What to produce:
Please extend the Rust performance considerations text below, picking up right after its final line.

Excerpt to read:
◆ ◆ ◆
Performance Considerations

Target Performance Metrics

Based on DotCompute benchmarks:

Metric DotCompute (.NET) Rust Target
Serialization 20-50ns <30ns
Message latency (native) <1ms <500μs
Message latency (WSL2) ~5s ~5s (platform limit)
Startup time ~10ms (AOT) <1ms
Binary size 5-10MB <2MB
GPU kernel overhead ~10μs ~5μs

Serialization Performance

Zero-Copy with rkyv

use criterion::{black_box, criterion_group, criterion_main, Criterion};

fn bench_serialization(c: &mut Criterion) {
    let request = VectorAddRequest {
        id: Uuid::new_v4(),
        priority: priority::NORMAL,
        correlation_id: None,
        a: vec![1.0; 1000],
        b: vec![1.0; 1000],
    };

    c.bench_function("rkyv_serialize_1k", |b| {
        b.iter(|| {
            let bytes = rkyv::to_bytes::<_, 16384>(black_box(&request)).unwrap();
            black_box(bytes)
        })
    });

    let bytes = rkyv::to_bytes::<_, 16384>(&request).unwrap();

    c.bench_function("rkyv_deserialize_1k", |b| {
        b.iter(|| {
            let archived = rkyv::check_archived_root::<VectorAddRequest>(
                black_box(&bytes)
            ).unwrap();
            black_box(archived)
        })
    });

    // Zero-copy access (no deserialization)
    c.bench_function("rkyv_zero_copy_access", |b| {
        let archived = unsafe {
            rkyv::archived_root::<VectorAddRequest>(&bytes)
        };
        b.iter(|| {
            black_box(archived.a.len());
            black_box(archived.priority);
        })
    });
}

criterion_group!(benches, bench_serialization);
criterion_main!(benches);

Expected Results

rkyv_serialize_1k       time: [28.5 ns 29.1 ns 29.8 ns]
rkyv_deserialize_1k     time: [15.2 ns 15.6 ns 16.1 ns]
rkyv_zero_copy_access   time: [0.5 ns 0.6 ns 0.7 ns]

Memory Allocation

Pool-Based Allocation

fn bench_allocation(c: &mut Criterion) {
    let pool = GpuMemoryPool::new(CudaAllocator::new());

    c.bench_function("pooled_alloc_4kb", |b| {
        b.iter(|| {
            let buffer = pool.acquire(4096).unwrap();
            black_box(buffer)
            // Automatically returned to pool on drop
        })
◆ ◆ ◆
Data provided:

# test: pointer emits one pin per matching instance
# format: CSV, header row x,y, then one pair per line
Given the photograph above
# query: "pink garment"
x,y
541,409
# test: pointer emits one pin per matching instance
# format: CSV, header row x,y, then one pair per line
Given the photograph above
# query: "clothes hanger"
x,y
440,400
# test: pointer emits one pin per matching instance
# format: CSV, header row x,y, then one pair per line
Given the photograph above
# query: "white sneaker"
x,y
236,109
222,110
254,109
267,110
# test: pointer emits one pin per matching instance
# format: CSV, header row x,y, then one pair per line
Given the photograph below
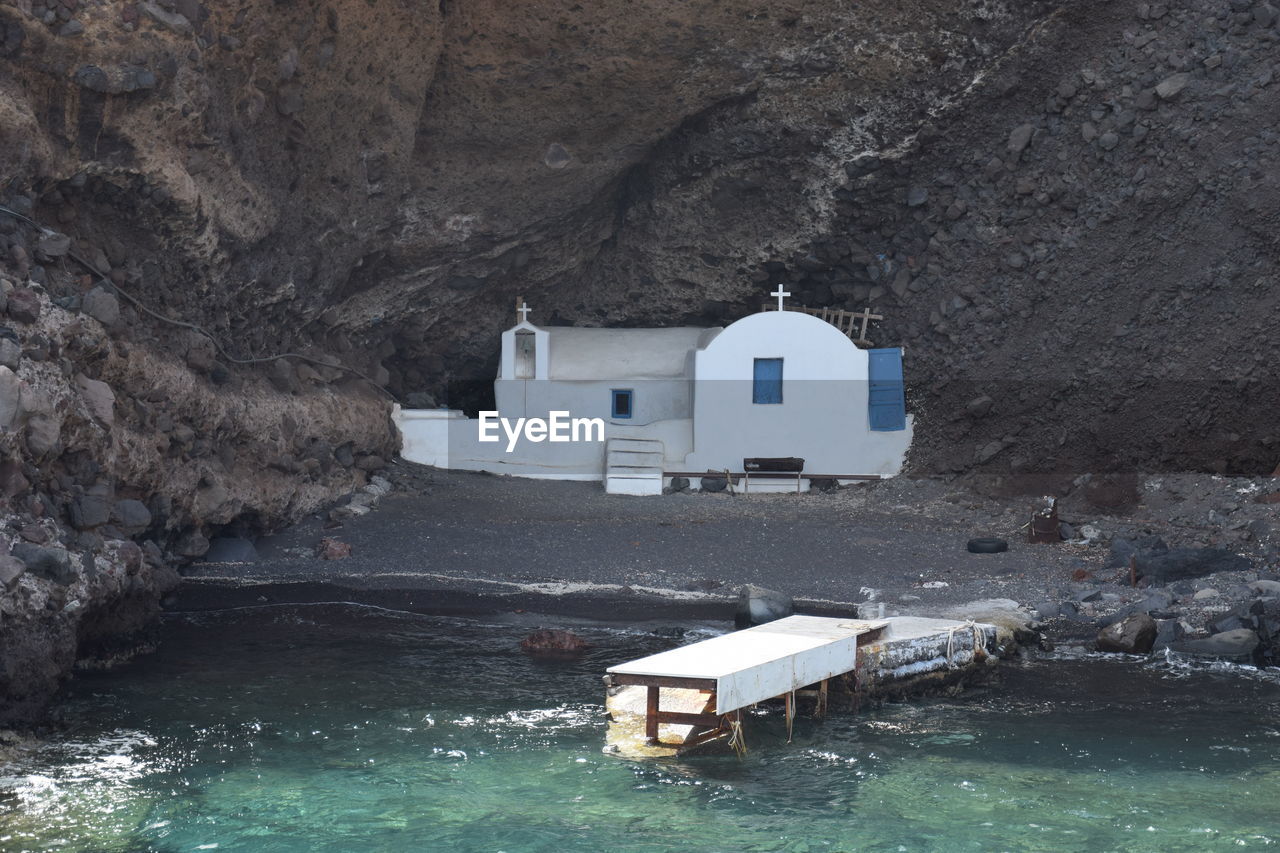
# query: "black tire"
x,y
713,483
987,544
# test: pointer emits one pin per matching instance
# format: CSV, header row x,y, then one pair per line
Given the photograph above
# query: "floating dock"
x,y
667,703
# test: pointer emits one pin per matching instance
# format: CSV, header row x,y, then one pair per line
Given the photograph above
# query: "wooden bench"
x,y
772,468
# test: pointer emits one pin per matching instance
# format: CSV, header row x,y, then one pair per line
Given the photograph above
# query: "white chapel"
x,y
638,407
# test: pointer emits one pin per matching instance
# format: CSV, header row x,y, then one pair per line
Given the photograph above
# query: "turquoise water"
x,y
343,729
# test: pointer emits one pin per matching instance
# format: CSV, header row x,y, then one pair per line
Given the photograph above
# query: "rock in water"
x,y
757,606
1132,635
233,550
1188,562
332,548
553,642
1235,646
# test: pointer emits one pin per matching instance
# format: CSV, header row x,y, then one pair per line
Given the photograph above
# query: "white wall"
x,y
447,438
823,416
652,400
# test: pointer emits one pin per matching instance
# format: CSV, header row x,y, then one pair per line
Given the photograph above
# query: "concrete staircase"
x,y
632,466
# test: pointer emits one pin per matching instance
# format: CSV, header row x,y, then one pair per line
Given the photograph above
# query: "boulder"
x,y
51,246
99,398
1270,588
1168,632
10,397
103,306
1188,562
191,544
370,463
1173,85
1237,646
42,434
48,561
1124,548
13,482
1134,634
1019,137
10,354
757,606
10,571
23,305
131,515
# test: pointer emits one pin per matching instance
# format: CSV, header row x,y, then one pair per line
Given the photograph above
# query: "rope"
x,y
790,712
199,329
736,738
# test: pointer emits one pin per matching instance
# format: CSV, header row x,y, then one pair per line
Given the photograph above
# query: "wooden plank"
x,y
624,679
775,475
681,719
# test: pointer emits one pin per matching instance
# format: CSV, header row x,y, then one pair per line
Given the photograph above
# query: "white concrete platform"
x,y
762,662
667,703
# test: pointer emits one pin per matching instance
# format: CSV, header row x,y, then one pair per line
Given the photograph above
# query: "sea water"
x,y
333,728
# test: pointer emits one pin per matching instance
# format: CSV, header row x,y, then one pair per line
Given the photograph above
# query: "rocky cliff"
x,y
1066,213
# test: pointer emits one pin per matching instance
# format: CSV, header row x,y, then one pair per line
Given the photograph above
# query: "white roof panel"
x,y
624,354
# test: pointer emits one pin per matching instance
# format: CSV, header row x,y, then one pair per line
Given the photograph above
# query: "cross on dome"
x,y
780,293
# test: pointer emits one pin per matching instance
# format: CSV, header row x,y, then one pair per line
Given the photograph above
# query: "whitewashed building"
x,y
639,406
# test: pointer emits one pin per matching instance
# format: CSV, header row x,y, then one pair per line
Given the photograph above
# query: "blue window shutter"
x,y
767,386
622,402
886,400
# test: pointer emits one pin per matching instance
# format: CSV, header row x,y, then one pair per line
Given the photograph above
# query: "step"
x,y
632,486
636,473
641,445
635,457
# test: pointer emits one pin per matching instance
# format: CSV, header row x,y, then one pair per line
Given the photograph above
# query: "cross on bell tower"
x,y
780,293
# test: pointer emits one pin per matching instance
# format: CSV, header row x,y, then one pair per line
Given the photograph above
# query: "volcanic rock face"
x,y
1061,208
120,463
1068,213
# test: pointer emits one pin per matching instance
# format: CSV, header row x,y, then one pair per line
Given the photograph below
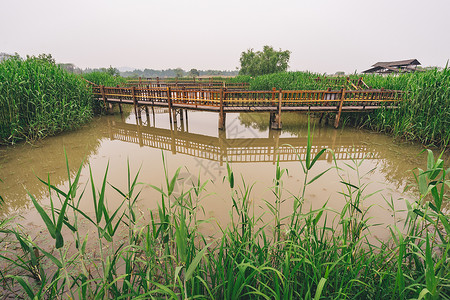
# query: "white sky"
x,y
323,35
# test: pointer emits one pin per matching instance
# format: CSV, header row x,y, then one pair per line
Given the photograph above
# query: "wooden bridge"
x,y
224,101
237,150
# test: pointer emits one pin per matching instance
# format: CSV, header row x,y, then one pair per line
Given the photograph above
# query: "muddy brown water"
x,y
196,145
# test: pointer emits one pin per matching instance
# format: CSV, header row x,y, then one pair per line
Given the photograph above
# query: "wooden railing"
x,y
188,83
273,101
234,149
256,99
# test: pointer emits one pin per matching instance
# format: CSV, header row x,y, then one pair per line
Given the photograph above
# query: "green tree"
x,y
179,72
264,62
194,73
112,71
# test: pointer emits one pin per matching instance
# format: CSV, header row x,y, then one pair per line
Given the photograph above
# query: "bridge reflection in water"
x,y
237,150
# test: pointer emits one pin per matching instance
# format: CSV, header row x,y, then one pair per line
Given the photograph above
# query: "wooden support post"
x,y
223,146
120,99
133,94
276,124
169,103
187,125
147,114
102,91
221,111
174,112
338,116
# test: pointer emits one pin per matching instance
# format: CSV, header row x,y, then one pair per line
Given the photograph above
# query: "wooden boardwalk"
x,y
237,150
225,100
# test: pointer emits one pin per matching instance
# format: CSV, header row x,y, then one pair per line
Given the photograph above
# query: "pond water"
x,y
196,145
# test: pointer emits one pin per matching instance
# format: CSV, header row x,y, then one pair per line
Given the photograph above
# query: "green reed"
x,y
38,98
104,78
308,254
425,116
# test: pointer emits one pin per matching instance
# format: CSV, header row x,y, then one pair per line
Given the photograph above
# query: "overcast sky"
◆ ◆ ◆
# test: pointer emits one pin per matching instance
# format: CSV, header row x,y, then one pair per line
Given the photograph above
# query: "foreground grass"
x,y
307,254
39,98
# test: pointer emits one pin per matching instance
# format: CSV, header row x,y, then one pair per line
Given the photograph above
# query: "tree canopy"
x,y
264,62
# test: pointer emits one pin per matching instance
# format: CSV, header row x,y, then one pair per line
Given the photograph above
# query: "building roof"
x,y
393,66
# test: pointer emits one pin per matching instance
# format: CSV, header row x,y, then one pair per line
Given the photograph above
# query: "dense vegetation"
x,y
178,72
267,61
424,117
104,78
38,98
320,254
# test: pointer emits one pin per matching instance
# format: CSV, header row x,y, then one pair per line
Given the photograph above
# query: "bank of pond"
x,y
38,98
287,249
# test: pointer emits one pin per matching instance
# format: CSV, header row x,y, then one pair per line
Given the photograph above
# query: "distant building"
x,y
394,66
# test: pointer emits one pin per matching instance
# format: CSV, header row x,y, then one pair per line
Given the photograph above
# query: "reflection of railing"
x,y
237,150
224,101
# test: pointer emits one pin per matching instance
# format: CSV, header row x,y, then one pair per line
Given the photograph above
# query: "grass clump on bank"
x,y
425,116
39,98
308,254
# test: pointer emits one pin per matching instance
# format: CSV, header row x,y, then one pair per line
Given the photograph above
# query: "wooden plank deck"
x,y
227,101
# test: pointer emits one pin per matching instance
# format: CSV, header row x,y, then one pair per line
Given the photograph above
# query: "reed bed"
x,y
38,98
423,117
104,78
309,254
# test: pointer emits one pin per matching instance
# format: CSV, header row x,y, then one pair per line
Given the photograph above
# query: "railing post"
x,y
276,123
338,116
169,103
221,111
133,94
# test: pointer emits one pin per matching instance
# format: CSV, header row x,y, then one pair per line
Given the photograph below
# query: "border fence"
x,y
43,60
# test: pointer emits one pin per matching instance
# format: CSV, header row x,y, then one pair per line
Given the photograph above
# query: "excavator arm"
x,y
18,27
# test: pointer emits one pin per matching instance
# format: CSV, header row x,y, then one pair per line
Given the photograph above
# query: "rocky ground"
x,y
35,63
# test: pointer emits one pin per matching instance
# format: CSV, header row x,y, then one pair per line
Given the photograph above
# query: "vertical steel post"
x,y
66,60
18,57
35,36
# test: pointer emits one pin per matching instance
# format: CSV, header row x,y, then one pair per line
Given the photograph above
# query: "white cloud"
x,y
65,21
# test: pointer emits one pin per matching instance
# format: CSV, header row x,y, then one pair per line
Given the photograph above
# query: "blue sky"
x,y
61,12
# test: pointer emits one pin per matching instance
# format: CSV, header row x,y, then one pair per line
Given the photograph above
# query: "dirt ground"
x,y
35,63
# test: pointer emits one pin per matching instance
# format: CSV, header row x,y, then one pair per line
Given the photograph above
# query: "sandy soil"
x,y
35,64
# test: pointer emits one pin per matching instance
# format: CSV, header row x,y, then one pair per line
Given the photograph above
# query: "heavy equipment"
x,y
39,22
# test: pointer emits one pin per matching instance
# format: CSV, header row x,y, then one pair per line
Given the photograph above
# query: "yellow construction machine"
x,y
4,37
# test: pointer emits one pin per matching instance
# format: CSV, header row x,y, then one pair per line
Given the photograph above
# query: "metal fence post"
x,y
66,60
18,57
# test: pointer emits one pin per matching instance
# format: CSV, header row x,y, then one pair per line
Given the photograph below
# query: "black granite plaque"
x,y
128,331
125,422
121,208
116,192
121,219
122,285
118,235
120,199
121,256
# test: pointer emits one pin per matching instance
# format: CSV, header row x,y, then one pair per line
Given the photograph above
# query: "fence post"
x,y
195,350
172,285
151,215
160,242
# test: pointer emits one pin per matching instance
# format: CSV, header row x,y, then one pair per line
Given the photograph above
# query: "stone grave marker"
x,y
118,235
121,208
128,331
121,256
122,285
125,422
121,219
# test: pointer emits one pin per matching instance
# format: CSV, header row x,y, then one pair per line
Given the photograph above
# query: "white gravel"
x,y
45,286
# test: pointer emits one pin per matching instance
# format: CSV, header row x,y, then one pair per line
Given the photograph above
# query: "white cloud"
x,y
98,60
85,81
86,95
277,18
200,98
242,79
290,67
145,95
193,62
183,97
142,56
◆ ◆ ◆
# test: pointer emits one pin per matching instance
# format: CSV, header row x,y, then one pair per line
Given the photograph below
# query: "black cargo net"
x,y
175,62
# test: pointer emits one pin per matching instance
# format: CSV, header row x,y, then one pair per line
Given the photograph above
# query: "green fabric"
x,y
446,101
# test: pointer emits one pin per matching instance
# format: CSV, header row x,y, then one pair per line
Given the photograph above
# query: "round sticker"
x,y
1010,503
◆ ◆ ◆
Answer for the task:
    });

    c.bench_function("direct_cuda_alloc_4kb", |b| {
        b.iter(|| {
            let buffer = cuda_malloc(4096).unwrap();
            cuda_free(buffer).unwrap();
        })
    });
}

Expected Results

pooled_alloc_4kb        time: [45 ns 48 ns 52 ns]
direct_cuda_alloc_4kb   time: [2.1 μs 2.3 μs 2.5 μs]

50x improvement with pooling.


Message Queue Performance

Lock-Free Operations

fn bench_queue_operations(c: &mut Criterion) {
    let queue = CpuMessageQueue::<SimpleMessage>::new(4096);

    c.bench_function("queue_enqueue", |b| {
        let msg = SimpleMessage::default();
        b.iter(|| {
            queue.try_enqueue(black_box(msg.clone())).unwrap();
            queue.try_dequeue().unwrap();
        })
    });

    // Multi-threaded contention
    c.bench_function("queue_contended_4_threads", |b| {
        b.iter(|| {
            std::thread::scope(|s| {
                for _ in 0..4 {
                    s.spawn(|| {
                        for _ in 0..1000 {
                            let msg = SimpleMessage::default();
                            while queue.try_enqueue(msg.clone()).is_err() {}
                            while queue.try_dequeue().is_none() {}
                        }
                    });
                }
            });
        })
    });
}

GPU Kernel Launch Overhead

fn bench_kernel_launch(c: &mut Criterion) {
    let runtime = RingKernelRuntime::builder()
        .backend(BackendType::Cuda)
        .build()
        .await
        .unwrap();

    let kernel = runtime
        .launch("noop", Dim3::linear(1), Dim3::linear(256), LaunchOptions::default())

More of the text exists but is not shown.